Passage affiché:
'''
Cannabis en Thaïlande
Cannabis en Thaïlande : Vers une régulation uniquement médicale ?
En 2022, la Thaïlande a fait la une des journaux du monde entier en retirant le cannabis de sa liste de stupéfiants. Cette décision a créé un vide juridique important, entraînant une augmentation des activités liées au cannabis dans tout le pays. Des dispensaires ont vu le jour à presque tous les coins de rue de Bangkok, et touristes comme habitants ont pu accéder facilement aux dispensaires.
Poussée vers une régulation médicale
Cependant, le paysage des lois sur le cannabis en Thaïlande est une fois de plus sur le point de changer radicalement. À la suite des élections générales de mai 2023, le nouveau gouvernement, dirigé par le Premier ministre Srettha Thavisin, prévoit de réguler le cannabis. Un comité gouvernemental a déjà voté en faveur de la reclassification du cannabis et du chanvre en tant que « stupéfiants de catégorie 5 », les alignant ainsi sur le kratom et les champignons psychédéliques.
Le ministre de la santé , Somsak Thepsutin, s’est vivement opposé à l’usage récréatif du cannabis, qu’il associe à des problèmes graves tels que la dépendance à l’héroïne, la dépression et le suicide – une position que beaucoup considèrent comme dépassée et dépourvue de fondement scientifique. Malgré cela, la commission a reconnu à l’unanimité les propriétés thérapeutiques et médicales du cannabis et a convenu qu’il devait être utilisé à des fins médicales et non récréatives.
Opinion publique et actions gouvernementales
Une enquête menée par le ministère de la santé a montré qu’une majorité significative, environ 80 % des 111 201 personnes interrogées, soutenait la reclassification du cannabis à son ancien statut illégal. Néanmoins, ce plan s’est heurté à une opposition considérable. Une centaine de manifestants se sont rassemblés devant la résidence officielle du Premier ministre, manifestant leur mécontentement et plaidant pour une étude approfondie des bienfaits du cannabis. Prasitchai Nunual, du Thai Cannabis Future Network, a demandé la création d’un nouveau comité chargé d’établir les faits concernant la consommation de cannabis et son impact sur le pays.
'''
Entrées extraites:
'''
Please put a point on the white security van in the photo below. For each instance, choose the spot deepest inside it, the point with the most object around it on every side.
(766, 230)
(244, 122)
'''
'''
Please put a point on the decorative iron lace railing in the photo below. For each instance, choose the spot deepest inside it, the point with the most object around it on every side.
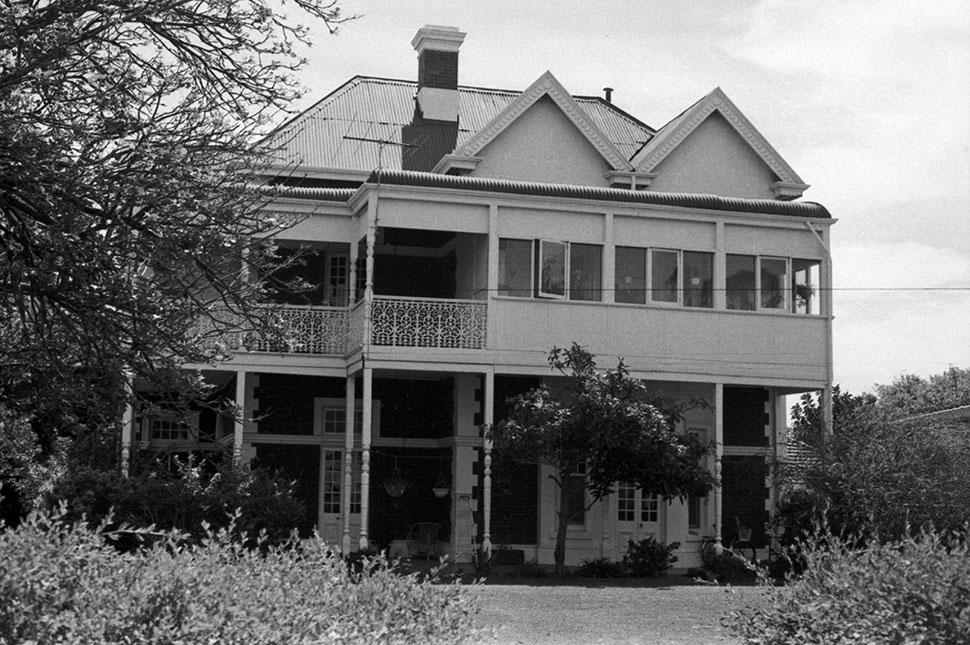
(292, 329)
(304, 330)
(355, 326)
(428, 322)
'''
La tâche: Dans le texte sur le cannabis en Thaïlande, pourquoi le ministre de la santé Somsak Thepsutin s'oppose-t-il à l'usage récréatif du cannabis ? Répondez en une à trois phrases.

Tâche terminée: Il associe l'usage récréatif du cannabis à des problèmes graves, comme la dépendance à l'héroïne, la dépression et le suicide.